Problem statement. Output every entry exactly, from the first line to the last.

________________________

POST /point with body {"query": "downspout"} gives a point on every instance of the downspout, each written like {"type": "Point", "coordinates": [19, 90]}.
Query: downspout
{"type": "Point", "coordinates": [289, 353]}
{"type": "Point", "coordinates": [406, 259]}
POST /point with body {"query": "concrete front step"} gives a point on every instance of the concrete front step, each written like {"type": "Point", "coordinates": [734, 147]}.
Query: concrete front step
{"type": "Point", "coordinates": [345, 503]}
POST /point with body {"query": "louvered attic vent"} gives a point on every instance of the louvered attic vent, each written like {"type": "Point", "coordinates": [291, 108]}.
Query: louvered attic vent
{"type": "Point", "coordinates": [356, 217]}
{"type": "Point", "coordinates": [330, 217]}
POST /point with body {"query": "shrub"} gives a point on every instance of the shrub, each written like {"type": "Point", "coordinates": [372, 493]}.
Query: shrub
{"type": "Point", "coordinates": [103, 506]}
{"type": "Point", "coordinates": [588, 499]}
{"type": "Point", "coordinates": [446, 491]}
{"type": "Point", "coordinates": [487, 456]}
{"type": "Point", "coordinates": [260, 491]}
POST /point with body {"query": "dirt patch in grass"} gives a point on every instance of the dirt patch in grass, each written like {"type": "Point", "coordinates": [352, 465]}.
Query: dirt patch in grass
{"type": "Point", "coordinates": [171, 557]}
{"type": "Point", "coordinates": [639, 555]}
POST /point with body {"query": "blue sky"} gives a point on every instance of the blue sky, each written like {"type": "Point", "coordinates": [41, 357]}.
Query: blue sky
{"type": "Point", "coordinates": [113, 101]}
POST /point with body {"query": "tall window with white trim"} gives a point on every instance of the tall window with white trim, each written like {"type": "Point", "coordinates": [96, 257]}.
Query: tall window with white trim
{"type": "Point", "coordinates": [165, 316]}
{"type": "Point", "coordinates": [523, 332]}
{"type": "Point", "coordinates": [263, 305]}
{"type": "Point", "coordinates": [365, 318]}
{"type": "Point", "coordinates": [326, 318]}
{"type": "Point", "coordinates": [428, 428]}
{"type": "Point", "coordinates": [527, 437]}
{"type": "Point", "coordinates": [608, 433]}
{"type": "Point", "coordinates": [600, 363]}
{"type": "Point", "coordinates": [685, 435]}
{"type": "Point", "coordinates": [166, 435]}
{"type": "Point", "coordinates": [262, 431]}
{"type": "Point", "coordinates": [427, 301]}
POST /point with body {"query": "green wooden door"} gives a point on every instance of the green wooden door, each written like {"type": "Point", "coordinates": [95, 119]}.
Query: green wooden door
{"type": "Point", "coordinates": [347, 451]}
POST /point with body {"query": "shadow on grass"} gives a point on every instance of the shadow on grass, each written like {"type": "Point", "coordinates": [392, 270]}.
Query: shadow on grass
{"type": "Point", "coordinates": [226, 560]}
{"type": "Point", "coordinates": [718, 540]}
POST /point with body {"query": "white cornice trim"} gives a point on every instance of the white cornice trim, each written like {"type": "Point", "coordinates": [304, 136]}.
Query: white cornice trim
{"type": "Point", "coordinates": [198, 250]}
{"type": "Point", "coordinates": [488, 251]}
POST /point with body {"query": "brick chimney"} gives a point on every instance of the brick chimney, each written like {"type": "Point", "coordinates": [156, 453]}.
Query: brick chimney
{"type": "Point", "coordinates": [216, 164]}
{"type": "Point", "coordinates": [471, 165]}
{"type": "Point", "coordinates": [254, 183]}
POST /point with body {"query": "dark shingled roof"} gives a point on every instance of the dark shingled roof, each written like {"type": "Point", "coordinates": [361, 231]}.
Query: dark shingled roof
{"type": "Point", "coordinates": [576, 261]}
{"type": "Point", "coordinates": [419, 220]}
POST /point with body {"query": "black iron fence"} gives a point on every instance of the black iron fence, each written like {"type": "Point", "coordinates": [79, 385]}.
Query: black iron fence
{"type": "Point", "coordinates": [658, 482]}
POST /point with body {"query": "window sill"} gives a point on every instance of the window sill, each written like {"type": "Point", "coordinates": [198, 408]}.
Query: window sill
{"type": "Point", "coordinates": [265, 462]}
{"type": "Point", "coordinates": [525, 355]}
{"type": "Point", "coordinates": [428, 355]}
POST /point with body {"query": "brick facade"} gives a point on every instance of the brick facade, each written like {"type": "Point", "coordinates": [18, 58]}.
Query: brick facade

________________________

Final answer.
POST /point with body {"query": "downspout"} gives a point on every instance of the downspout, each written like {"type": "Point", "coordinates": [19, 90]}.
Query: downspout
{"type": "Point", "coordinates": [289, 353]}
{"type": "Point", "coordinates": [406, 259]}
POST /point with body {"query": "concrete front step"} gives a point on every instance of the concrete front step, each written like {"type": "Point", "coordinates": [734, 147]}.
Query: concrete front step
{"type": "Point", "coordinates": [345, 503]}
POST /point with body {"query": "louvered attic vent"} gives a point on every instance of the louvered attic vent, each written like {"type": "Point", "coordinates": [291, 108]}.
Query: louvered attic vent
{"type": "Point", "coordinates": [356, 217]}
{"type": "Point", "coordinates": [330, 217]}
POST /point with body {"query": "shrub"} gives a point on every instance of the shrub, each written like {"type": "Point", "coordinates": [372, 493]}.
Query: shrub
{"type": "Point", "coordinates": [103, 506]}
{"type": "Point", "coordinates": [588, 499]}
{"type": "Point", "coordinates": [446, 491]}
{"type": "Point", "coordinates": [487, 456]}
{"type": "Point", "coordinates": [260, 491]}
POST /point with body {"query": "dirt patch in grass"} gives a point on every instance of the dirt patch in grass, each written like {"type": "Point", "coordinates": [352, 465]}.
Query: dirt patch in grass
{"type": "Point", "coordinates": [171, 557]}
{"type": "Point", "coordinates": [639, 555]}
POST /point with body {"query": "blue sky"} gives a point on every instance of the blue sky, each written like {"type": "Point", "coordinates": [41, 357]}.
Query: blue sky
{"type": "Point", "coordinates": [113, 101]}
POST /point with body {"query": "tall window with white trim"} gives a point on every instance of the tall window with white trim, each written like {"type": "Point", "coordinates": [96, 257]}.
Query: tall window with white trim
{"type": "Point", "coordinates": [165, 316]}
{"type": "Point", "coordinates": [523, 332]}
{"type": "Point", "coordinates": [263, 305]}
{"type": "Point", "coordinates": [365, 318]}
{"type": "Point", "coordinates": [326, 318]}
{"type": "Point", "coordinates": [428, 428]}
{"type": "Point", "coordinates": [527, 437]}
{"type": "Point", "coordinates": [608, 433]}
{"type": "Point", "coordinates": [600, 363]}
{"type": "Point", "coordinates": [685, 435]}
{"type": "Point", "coordinates": [166, 435]}
{"type": "Point", "coordinates": [262, 431]}
{"type": "Point", "coordinates": [427, 301]}
POST /point with body {"query": "green wooden door"} gives a point on every instance of the green wooden door, each written like {"type": "Point", "coordinates": [95, 119]}.
Query: green wooden door
{"type": "Point", "coordinates": [347, 451]}
POST /point with body {"query": "shadow on grass"} gives a point on every instance of the shadow on grass, each written like {"type": "Point", "coordinates": [392, 270]}.
Query: shadow on grass
{"type": "Point", "coordinates": [226, 560]}
{"type": "Point", "coordinates": [718, 540]}
POST /point with body {"query": "white cornice trim"} gives a point on every instance of the white cornice trim, each written like {"type": "Point", "coordinates": [304, 136]}.
Query: white cornice trim
{"type": "Point", "coordinates": [198, 250]}
{"type": "Point", "coordinates": [488, 251]}
POST /point with body {"query": "brick chimney"} gives a point on every instance of the brick chimney, each written like {"type": "Point", "coordinates": [156, 453]}.
Query: brick chimney
{"type": "Point", "coordinates": [216, 164]}
{"type": "Point", "coordinates": [471, 165]}
{"type": "Point", "coordinates": [254, 183]}
POST /point with body {"query": "dark shingled roof"} gives a point on every instance of the dark shingled roof, each written like {"type": "Point", "coordinates": [361, 231]}.
Query: dark shingled roof
{"type": "Point", "coordinates": [576, 261]}
{"type": "Point", "coordinates": [419, 220]}
POST /point with body {"query": "black iron fence"} gives a point on every instance of the black iron fence, each written like {"type": "Point", "coordinates": [79, 385]}.
Query: black iron fence
{"type": "Point", "coordinates": [658, 482]}
POST /point with body {"query": "window sill"} gives a point on every instance of the window sill, each written like {"type": "Point", "coordinates": [198, 408]}.
Query: window sill
{"type": "Point", "coordinates": [265, 462]}
{"type": "Point", "coordinates": [525, 355]}
{"type": "Point", "coordinates": [428, 355]}
POST /point with body {"query": "brick facade"} gives a point on every instance of the brick facade, each written like {"type": "Point", "coordinates": [18, 58]}.
Query: brick facade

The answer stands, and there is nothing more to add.